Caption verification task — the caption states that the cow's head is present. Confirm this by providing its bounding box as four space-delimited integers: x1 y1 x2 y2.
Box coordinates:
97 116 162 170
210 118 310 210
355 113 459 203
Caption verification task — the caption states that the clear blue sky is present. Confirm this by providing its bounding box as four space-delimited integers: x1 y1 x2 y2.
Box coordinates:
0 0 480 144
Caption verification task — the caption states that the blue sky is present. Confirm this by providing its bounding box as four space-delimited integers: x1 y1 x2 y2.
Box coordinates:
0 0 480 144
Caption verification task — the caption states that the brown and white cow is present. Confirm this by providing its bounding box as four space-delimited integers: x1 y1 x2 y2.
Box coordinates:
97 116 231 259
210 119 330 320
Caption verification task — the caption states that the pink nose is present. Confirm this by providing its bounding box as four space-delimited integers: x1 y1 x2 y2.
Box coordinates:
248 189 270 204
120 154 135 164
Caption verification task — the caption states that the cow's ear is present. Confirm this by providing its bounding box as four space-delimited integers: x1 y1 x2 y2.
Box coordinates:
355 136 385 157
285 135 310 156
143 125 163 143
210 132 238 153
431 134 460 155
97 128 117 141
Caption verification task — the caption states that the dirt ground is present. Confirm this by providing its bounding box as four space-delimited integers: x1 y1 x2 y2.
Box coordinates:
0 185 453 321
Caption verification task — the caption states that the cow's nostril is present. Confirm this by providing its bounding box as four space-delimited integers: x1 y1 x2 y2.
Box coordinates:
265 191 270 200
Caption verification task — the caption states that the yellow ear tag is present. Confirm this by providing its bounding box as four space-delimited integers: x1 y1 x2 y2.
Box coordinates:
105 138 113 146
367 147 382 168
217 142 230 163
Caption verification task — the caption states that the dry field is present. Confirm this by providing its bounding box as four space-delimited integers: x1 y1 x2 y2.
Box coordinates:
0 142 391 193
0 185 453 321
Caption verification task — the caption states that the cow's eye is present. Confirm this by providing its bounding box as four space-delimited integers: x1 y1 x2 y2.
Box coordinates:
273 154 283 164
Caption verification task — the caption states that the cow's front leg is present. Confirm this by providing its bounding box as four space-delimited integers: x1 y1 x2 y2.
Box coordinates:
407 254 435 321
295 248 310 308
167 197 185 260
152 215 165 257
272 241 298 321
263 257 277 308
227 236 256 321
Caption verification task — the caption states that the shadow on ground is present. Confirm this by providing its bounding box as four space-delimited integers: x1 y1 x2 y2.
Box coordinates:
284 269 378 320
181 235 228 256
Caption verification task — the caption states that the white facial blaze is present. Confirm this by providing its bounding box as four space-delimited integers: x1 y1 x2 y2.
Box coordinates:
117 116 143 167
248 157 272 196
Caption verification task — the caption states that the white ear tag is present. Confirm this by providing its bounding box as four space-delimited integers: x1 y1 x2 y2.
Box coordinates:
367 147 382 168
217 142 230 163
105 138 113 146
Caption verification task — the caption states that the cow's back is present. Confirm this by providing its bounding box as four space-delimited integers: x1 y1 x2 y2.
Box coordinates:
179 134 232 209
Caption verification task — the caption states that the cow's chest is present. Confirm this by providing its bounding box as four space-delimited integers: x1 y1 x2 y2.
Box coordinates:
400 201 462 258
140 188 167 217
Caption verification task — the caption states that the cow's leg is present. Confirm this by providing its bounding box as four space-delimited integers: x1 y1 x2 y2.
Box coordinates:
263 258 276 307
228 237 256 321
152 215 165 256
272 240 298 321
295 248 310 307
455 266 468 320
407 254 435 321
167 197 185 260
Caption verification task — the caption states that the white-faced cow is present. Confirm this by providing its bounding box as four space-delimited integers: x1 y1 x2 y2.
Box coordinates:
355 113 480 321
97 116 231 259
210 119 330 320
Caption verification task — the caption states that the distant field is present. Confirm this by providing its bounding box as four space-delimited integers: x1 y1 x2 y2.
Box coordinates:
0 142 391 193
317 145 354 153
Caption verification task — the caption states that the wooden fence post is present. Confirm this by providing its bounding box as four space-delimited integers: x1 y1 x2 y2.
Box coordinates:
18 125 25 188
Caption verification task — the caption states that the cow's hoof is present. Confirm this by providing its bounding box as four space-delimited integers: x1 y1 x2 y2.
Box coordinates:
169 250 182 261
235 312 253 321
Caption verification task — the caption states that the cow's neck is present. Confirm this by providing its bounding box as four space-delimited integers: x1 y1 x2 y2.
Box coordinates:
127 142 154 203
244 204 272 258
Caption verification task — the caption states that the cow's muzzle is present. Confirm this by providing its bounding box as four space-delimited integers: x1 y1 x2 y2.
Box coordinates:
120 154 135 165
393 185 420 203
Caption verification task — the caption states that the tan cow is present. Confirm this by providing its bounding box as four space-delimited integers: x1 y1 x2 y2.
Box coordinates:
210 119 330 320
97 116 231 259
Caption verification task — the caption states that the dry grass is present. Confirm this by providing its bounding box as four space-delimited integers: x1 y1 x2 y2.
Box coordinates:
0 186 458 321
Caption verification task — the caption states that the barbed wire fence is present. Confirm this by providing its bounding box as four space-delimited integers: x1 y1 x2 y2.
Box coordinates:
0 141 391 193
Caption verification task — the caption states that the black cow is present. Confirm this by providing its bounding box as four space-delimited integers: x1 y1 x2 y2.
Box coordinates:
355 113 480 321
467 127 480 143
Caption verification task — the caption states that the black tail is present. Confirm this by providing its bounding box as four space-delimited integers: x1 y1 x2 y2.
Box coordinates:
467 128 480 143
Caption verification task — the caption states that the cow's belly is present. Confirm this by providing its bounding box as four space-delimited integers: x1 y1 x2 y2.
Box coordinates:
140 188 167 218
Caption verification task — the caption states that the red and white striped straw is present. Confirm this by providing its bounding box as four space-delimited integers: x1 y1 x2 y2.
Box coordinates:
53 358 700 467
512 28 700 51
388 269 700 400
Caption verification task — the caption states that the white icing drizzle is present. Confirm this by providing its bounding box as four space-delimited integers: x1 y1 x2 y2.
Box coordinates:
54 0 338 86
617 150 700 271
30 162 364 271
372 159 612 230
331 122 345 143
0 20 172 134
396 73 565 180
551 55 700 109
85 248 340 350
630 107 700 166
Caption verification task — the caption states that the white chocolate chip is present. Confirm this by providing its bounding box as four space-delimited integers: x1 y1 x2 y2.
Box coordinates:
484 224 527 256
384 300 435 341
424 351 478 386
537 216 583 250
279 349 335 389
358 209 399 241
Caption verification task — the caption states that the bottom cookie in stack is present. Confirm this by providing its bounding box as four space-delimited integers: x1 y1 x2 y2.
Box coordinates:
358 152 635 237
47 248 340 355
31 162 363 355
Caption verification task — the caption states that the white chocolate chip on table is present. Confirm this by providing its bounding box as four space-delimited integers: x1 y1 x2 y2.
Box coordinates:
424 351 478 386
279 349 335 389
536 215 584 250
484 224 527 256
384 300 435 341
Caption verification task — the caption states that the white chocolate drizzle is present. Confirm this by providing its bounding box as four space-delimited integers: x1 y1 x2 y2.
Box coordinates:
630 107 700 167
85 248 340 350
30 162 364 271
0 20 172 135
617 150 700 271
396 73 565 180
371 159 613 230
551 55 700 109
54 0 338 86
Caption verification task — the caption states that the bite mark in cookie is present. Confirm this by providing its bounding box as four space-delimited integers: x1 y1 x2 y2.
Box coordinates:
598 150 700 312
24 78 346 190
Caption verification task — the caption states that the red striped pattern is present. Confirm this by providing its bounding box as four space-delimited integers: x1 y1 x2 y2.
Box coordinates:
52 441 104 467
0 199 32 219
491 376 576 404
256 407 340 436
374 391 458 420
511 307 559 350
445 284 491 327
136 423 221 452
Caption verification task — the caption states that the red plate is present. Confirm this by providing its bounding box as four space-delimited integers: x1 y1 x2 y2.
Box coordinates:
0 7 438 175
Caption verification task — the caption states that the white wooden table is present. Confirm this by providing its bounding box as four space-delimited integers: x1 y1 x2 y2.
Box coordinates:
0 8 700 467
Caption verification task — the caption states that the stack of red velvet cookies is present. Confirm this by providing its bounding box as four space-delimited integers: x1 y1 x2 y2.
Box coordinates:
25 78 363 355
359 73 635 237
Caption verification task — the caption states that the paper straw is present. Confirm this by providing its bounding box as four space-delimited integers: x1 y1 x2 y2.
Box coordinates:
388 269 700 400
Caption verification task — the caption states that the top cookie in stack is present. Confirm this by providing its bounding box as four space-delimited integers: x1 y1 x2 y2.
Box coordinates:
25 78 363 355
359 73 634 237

### Required task
Retype the part of the items that opens with the line containing "Caption verification task — the caption states that the stack" and runs through the end of the items, with both ends included.

### Reply
Caption verification task — the caption states that the stack of red velvet cookies is present. Confirm this by providing its bounding box as four space-delimited integers: x1 y1 x2 y2.
Box coordinates:
25 78 363 355
359 73 635 237
Caption verification task — the caption states that the paper straw is present. Confirm this by providing its bounding box as four space-delimited integers: x1 y1 x2 y2.
Box coordinates:
388 269 700 400
Caption verification task — the caption states that the top cookie in stack is present. Confirm this by providing its bounding box as four space-delimited integers: x1 y1 x2 y2.
Box coordinates:
25 78 363 355
359 73 634 237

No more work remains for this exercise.